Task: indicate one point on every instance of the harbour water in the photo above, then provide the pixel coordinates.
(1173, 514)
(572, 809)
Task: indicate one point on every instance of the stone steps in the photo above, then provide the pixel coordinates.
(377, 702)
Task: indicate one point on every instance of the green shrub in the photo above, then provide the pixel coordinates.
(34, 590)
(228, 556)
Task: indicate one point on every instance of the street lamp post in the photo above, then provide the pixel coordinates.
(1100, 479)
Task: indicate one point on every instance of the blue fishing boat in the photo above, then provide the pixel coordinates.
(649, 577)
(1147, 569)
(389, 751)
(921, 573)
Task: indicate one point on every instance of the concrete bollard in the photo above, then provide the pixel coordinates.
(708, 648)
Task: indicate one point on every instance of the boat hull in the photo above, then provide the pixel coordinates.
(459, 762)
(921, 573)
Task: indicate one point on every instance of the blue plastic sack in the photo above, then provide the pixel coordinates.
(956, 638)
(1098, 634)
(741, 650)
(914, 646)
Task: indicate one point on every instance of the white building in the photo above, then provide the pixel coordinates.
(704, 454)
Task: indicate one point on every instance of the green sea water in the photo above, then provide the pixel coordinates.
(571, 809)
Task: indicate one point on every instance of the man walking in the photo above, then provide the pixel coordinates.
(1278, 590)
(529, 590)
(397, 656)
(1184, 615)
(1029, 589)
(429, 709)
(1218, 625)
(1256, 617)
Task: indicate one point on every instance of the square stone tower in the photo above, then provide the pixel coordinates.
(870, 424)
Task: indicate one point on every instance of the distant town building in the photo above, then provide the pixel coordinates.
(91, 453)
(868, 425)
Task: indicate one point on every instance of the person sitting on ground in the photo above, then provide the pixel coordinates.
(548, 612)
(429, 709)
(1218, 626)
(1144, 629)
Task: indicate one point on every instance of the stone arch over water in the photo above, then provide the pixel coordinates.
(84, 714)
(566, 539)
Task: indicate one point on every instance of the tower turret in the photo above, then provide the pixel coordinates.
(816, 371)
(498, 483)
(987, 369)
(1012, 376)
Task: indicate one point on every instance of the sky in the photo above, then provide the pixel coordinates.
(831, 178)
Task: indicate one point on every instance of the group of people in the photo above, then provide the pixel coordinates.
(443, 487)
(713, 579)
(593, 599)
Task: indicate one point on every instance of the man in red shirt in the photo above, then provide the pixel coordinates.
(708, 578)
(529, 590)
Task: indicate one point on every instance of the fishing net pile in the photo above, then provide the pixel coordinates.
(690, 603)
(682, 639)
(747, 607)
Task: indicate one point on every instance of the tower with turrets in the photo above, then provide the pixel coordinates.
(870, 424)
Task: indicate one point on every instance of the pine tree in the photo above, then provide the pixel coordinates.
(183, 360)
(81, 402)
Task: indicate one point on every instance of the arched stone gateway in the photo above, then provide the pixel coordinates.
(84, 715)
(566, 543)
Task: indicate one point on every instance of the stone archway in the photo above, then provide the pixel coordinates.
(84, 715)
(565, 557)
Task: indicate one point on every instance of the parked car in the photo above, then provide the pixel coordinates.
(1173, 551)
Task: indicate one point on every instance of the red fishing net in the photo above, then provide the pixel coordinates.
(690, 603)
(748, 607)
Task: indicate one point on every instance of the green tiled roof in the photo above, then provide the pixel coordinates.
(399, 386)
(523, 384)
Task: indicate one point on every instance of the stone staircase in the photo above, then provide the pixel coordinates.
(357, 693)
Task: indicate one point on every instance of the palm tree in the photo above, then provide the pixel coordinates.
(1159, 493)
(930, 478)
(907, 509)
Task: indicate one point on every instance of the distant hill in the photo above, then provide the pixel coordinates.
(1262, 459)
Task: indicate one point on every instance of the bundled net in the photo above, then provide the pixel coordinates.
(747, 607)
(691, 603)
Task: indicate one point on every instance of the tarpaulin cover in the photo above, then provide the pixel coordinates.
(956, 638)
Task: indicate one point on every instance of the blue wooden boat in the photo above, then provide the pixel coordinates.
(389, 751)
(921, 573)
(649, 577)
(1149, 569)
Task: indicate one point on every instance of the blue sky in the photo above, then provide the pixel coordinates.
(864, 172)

================================

▶ _WORK TO BE COMPLETED_:
Copy the rows out word for word, starting at the first row and ending at the row that contains "(1100, 479)", including that row.

▶ _TASK RESPONSE_:
Task: indicate one point on every instance of the harbour water in the photo above, then provide the pixel coordinates.
(1173, 514)
(572, 809)
Task: indicate one point on every instance of the stone steps in the photo above, then provide the pixel coordinates.
(377, 702)
Task: indicate one point on every instance of the green shrub in the photo above, then provide the pixel coordinates.
(34, 590)
(228, 556)
Task: indicate one point on every instance of the street lamp post in the photo above, then provide the pixel coordinates.
(1100, 479)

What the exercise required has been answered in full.